**原文**
最初、テーマを見た時は「なぜ今情報検索?と思ったのですが、『情報学のフロンティア』シリーズの最新刊に合わせてのことだったんですね。
実は(これも忙しさにかまけて)まだ同書を読めていないのですが・・・読んでた方が楽しめたのかな、どうなんだろう。
あらためてメモを読んで当時の感想を思い起こすと大山先生の「単独では使い勝手のいいサービスは提供できない」、他サービスと如何に連携するかと言う話は全くその通り、と言う感じ。
そしてその点から見ると松林先生のお話の中にあったJ-STAGEによるオープンアクセスの評価は微妙かも、と思ったり。
J-STAGEは(プラットフォーム側の意向なのか学会側の意向なのかわからないのですが)本文ファイルのアクセス権限が「アクセシビリティのための内容抽出」も含めて一切コピー不可(つまり全文テキストデータを持っているのに外部のサービス等には一切使わせない)設定になっていることがあったり、かつその設定がコンテンツによって一貫してなかったりで・・・メタデータ連携等の点でいろいろやられているのになぜそっちは放ったらかしなのか・・・
まあそれは機関リポジトリでも同じなので、そもそもみんなあんまりファイルのアクセス権限とか見てないのかも。
「つながりが大事」な時代に「つながれない」ものを作ってアップするってかなりの自殺行為な気もしますが。
「Googleで上位に出るものを信用するのはけしからん」って言う前に、自前の「信用できる」コンテンツをGoogleやほかのサービスでちゃんと見えるようにする努力をもう少ししないといけない。
それは長谷川さんの本や図書館の話にも通じるところで、「使いやすいところにみんな流れる」ときに「使いにくいけどこれは大事なんだよ!」って言って無理に使ってもらおうとするよりはちゃんと大事なものは使いやすく(アクセスしやすく)しておけよ、と言う。
「図書館がもっと良くなろうとするなら本へのアクセスを良くしないと、電子媒体に比べてあまりに弱すぎる。」と言う、これはまさにその通りかなと。
おー、そうしてあらためて見るとこのシンポジウムはけっこうすっきり方向性を示しているような・・・。

**課題 1**
原文で「単独では使い勝手のいいサービスは提供できない」と述べたのは誰か答えなさい。
**課題 2**
原文に名前が出てくる人物をすべて挙げなさい。

**記録データ**
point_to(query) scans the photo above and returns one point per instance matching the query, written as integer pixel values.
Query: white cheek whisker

==

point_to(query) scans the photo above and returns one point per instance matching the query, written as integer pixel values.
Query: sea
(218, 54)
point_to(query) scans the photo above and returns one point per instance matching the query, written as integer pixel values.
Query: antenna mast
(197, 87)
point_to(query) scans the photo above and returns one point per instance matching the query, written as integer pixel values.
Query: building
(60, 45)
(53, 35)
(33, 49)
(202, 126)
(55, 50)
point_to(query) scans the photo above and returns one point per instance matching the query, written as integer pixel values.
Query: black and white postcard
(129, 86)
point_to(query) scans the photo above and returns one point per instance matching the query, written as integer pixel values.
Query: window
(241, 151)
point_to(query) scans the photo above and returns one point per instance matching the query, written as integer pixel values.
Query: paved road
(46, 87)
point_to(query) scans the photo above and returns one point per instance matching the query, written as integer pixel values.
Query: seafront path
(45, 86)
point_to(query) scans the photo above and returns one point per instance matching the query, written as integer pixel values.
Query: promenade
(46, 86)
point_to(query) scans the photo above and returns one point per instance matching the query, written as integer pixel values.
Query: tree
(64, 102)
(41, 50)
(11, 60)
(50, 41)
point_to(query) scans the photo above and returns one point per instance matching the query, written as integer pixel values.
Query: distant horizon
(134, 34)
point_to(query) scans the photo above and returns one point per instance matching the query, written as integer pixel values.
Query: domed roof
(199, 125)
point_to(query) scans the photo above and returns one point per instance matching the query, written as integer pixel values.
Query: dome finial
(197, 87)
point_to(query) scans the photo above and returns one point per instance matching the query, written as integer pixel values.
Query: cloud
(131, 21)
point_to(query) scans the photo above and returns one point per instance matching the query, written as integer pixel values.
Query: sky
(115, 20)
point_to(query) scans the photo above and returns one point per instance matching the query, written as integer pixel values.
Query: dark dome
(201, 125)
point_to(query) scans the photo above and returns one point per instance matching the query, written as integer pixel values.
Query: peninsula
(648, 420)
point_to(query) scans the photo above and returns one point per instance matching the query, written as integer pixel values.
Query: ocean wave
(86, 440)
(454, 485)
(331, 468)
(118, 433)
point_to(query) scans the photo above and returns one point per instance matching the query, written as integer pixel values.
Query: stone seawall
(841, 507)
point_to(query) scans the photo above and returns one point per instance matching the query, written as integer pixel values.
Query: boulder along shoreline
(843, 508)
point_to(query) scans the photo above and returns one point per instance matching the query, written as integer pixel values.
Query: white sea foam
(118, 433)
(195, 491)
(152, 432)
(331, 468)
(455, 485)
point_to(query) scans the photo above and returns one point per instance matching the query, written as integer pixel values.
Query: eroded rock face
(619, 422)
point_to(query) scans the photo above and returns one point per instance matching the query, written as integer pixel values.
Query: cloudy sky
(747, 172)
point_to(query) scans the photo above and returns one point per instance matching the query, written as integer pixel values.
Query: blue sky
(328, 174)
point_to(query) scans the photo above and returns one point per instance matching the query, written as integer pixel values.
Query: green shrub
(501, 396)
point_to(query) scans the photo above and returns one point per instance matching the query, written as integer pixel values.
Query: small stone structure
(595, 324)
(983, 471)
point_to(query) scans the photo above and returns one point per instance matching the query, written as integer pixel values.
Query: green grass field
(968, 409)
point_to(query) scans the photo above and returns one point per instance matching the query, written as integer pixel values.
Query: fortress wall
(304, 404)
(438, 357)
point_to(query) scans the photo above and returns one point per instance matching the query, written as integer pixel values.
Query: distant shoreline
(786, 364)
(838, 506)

* * *

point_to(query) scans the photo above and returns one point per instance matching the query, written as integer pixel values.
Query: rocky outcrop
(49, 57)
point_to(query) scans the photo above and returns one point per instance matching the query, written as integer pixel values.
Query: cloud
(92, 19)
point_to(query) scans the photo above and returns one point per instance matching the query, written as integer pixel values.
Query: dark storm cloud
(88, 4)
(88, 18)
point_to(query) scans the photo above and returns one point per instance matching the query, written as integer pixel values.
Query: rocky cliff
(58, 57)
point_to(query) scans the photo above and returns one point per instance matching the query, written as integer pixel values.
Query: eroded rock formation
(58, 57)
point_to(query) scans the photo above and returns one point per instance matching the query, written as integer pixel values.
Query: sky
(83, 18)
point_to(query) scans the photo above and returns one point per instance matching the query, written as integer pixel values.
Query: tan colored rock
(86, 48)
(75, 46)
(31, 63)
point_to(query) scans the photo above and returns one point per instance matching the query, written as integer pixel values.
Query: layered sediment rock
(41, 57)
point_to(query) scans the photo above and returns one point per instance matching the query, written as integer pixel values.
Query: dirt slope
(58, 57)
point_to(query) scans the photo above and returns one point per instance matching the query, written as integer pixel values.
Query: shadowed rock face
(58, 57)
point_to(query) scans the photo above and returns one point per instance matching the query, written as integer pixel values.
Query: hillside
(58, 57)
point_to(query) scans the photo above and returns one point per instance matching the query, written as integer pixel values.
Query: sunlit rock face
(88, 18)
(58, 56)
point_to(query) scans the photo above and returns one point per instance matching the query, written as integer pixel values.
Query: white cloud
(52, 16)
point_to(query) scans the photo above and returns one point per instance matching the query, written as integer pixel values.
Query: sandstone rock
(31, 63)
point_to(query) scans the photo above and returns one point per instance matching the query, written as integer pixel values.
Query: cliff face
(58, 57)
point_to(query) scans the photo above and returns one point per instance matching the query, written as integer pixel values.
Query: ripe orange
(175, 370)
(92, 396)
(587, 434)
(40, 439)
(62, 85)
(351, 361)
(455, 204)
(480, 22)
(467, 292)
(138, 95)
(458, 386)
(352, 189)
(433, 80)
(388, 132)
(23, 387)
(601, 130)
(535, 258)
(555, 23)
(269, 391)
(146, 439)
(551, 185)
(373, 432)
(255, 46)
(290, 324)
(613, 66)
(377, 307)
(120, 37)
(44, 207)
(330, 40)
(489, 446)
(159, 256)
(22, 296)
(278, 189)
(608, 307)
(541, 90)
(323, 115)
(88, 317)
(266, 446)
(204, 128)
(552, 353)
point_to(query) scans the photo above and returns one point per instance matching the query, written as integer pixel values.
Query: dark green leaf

**解答 1**
大山先生

**解答 2**
大山先生、松林先生、長谷川さん